I don't know that she's safe. She may not be. But she has the right to put whatever the hell she likes in her profile. You don't have to let her tie you up or let her into your head, you don't have to be blase with her because you *don't have to engage with her*. I'm not suggesting you should have jumped into bed with the woman, I'm suggesting you should have stayed away from her.


Yes - I certainly felt like staying away from her.  In my opinion, then, so should every sub. 

quote:

And if you think that my standing up for a woman's right not to be threatened (and 'didn't I used to teach you?' *is* a threat) regardless of whatever bullshit she wants to put out would make you think differently of me then perhaps you don't know me that well.


No, 'didn't I used to teach you?' wasn't a threat.  On the other hand what she'd written in her profile could easily have been taken as threatening, as well as either hilarious, disturbing, or both.  What I am beginning to wonder, VC, is whether you're capable of disengaging from an imagined identification with this woman and seeing it from a sub's point of view.  This sub's point of view - one who you know well.

quote:

And again, you have no idea if she'd ever go through with anything in her profile. Nobody is expecting you to put yourself in that position! If you don't like the profile then you move on


No.  I do not move on.  Not in a case like hers.  In future I'd write to a woman like that, should I ever have the misfortune to see one like it again, and pull her up on her profile.  And/or I'd report it. 

You insist that I look at in terms of 'how do you know she wasn't lying in her profile about what she wanted to do'.  I'll continue to insist that the appropriate question is, 'how do you know that she wasn't lying?'  Should I automatically assume that what a Domme says is BS unless what she says is nice and acceptable?   Would you do that with a sub? 

quote:

With all due respect, Peon, unless the photos you use on this site have significantly changed since then she would have seen a couple of porn shots and a face shot that could have belonged to *anyone*. There is no guarantee that the person writing the email is the person in the photo. A geography teacher could easily have seen pictures of a body like yours on another site and thought 'I'll pinch that'. You're being naive.


How could those pics of me have "belonged to anyone?"  I sent a cmail to her, not an email.  She only had to go to my profile - as she did - to see that the person in the pictures had never been a teacher of hers.  The picture of my face on my profile is quite clear.  Moreover, as 'one of her teachers' she would, presumably, have seen my face from lots of different directions, over an extended period of time.  She'll have noticed something about my physical shape, too. 

But this is getting somewhat screwy, now.  Some man, a teacher, gets together naked pictures of another man, along with a photo of his face, and puts them all together into a profile - and then writes to this woman?  Why?  OK, I could just about imagine some nutty reasons why.  But I think you're reaching very, very far to demand that I satisfy every possible source of paranoia in this woman while at the same time extending her every possible benefit of the doubt regarding her essential goodness, flatly against what she'd said in her profile.
★ ★ ★ ★ ★
*What the task asks*.
Reproduce the forum exchange word for word, starting with "And if you think" and going on through "you know well.".

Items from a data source
★ ★ ★ ★ ★
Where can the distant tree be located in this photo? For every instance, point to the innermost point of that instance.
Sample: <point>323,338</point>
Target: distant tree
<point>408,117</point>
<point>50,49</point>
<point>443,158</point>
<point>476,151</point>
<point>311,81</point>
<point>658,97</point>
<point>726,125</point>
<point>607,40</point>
★ ★ ★ ★ ★
*Output below*.
And if you think that my standing up for a woman's right not to be threatened (and 'didn't I used to teach you?' *is* a threat) regardless of whatever bullshit she wants to put out would make you think differently of me then perhaps you don't know me that well.


No, 'didn't I used to teach you?' wasn't a threat.  On the other hand what she'd written in her profile could easily have been taken as threatening, as well as either hilarious, disturbing, or both.  What I am beginning to wonder, VC, is whether you're capable of disengaging from an imagined identification with this woman and seeing it from a sub's point of view.  This sub's point of view - one who you know well.